======== DATA LISTING

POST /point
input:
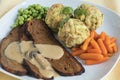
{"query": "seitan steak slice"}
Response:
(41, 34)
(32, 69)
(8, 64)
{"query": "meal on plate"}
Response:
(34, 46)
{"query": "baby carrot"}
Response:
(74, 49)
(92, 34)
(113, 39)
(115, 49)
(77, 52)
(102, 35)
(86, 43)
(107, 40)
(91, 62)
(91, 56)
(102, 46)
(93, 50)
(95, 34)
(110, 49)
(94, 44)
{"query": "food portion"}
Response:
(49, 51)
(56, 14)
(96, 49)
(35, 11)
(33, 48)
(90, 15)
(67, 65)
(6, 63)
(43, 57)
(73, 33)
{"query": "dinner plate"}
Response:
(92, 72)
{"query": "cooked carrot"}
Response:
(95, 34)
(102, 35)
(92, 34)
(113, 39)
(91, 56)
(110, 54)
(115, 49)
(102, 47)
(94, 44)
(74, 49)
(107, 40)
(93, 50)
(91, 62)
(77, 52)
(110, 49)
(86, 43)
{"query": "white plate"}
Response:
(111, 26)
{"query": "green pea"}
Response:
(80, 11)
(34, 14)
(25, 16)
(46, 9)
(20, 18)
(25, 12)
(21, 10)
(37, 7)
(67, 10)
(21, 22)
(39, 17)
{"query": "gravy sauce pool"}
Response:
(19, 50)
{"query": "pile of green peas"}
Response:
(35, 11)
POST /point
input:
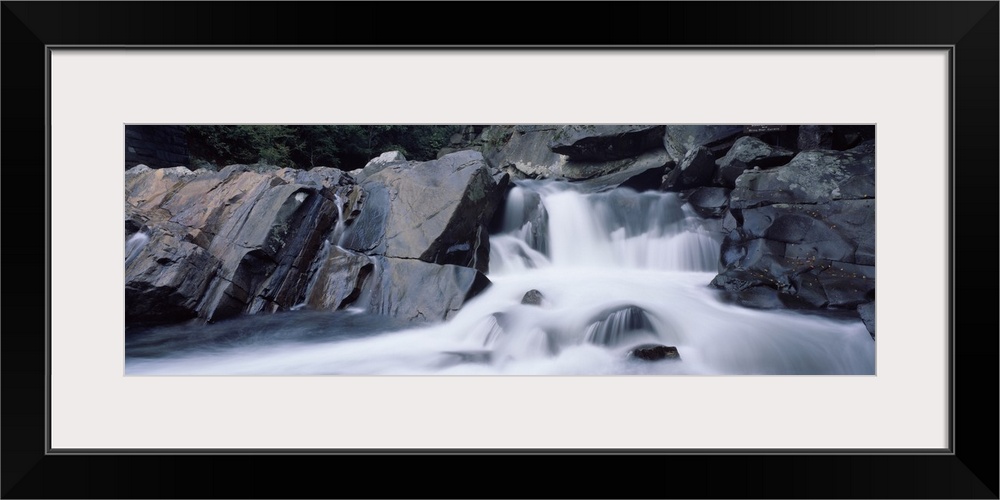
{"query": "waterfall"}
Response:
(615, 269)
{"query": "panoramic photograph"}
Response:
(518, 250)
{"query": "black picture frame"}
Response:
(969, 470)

================
======== DATA LISTING

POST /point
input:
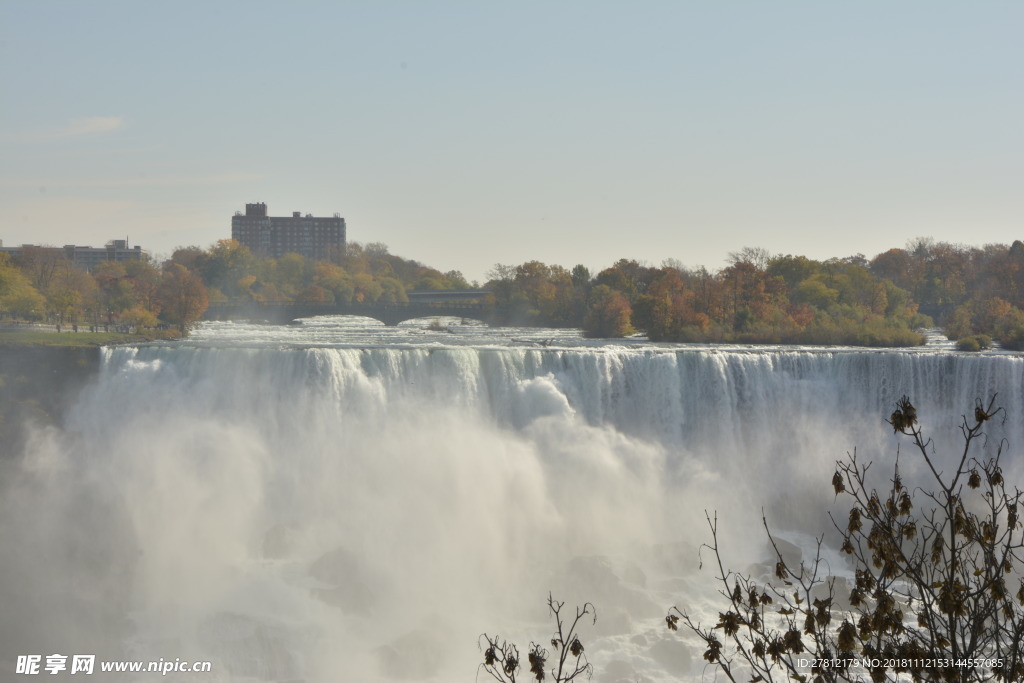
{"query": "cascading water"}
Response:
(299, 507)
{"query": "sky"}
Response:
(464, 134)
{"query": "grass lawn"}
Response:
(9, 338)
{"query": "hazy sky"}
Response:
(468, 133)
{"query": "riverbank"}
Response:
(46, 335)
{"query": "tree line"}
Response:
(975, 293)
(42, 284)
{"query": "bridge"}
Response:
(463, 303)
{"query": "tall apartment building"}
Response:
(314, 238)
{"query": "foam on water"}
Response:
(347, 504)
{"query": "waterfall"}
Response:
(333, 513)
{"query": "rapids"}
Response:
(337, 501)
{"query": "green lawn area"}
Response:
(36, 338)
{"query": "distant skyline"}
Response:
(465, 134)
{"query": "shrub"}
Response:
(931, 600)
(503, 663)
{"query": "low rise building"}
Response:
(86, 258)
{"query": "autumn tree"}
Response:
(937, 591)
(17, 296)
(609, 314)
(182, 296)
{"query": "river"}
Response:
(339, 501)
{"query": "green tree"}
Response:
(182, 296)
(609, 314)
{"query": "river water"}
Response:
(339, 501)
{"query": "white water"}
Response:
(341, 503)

================

- _TASK TO CARRY OUT_
With "lawn" as the string to match, show every line of the entries above that has it.

- _ANSWER SPACE_
{"query": "grass lawn"}
{"query": "green lawn area"}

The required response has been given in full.